═══ RECORD SET

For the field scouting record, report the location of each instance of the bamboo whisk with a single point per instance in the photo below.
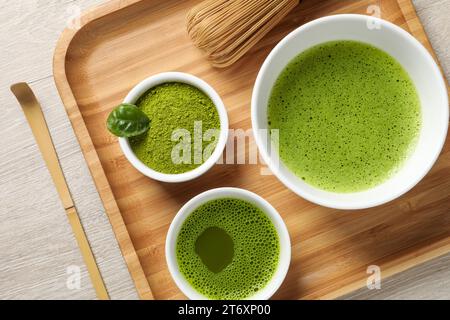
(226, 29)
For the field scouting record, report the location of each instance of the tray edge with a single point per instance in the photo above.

══════
═══ RECORD SET

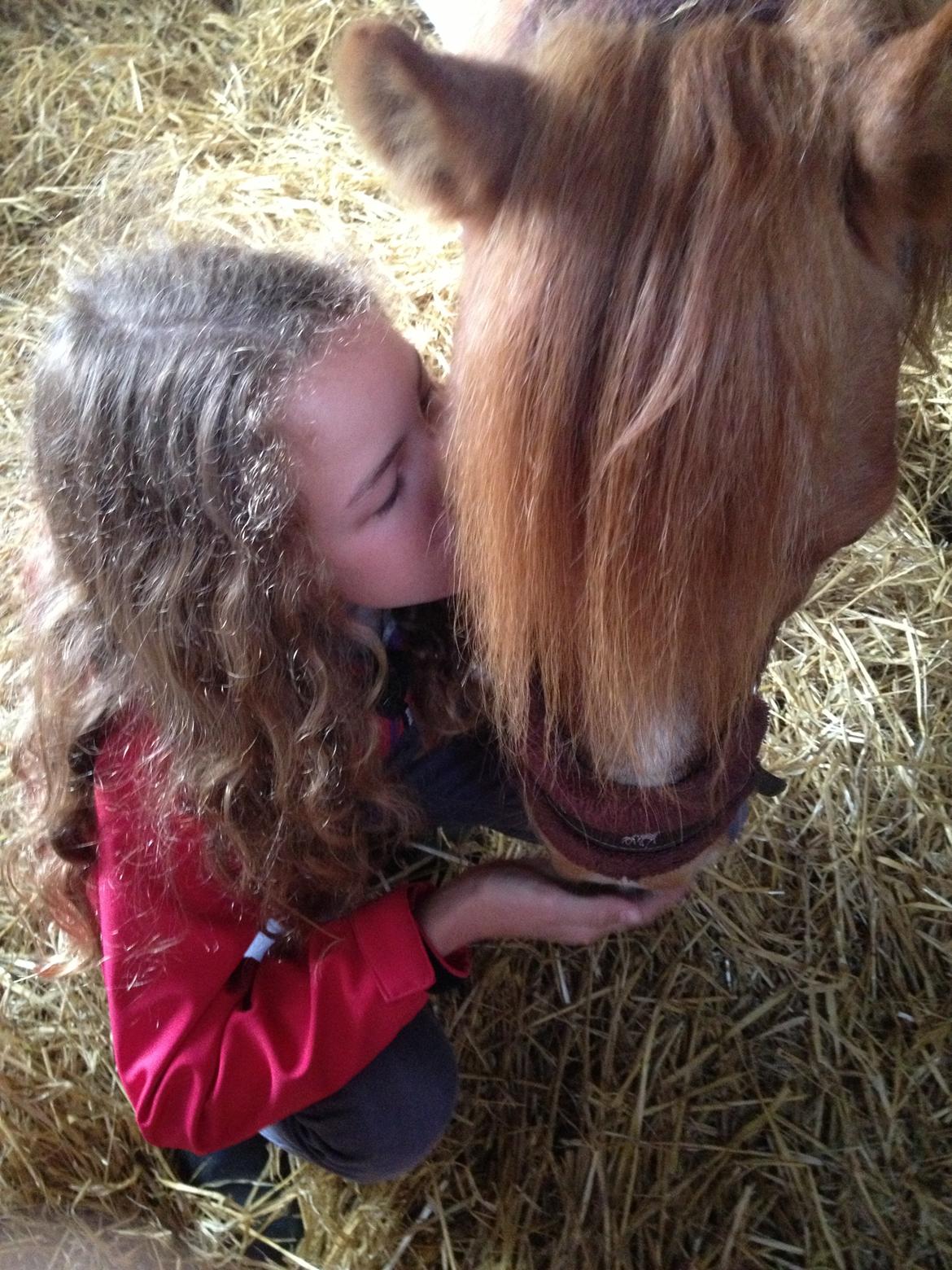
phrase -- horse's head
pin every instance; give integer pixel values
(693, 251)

══════

TO DO:
Beginning at the line above that contains "the photo below." and going on through the line that contains "the photo above.", please copy every line exactly, leaving the pictures out and adding nothing.

RESULT:
For the field scouting record, report the location of each instance of the bamboo whisk with a single point per instance in the photo below.
(226, 29)
For the field scouting record, report the location of each instance of the tray edge with a single point per instance in the photo above.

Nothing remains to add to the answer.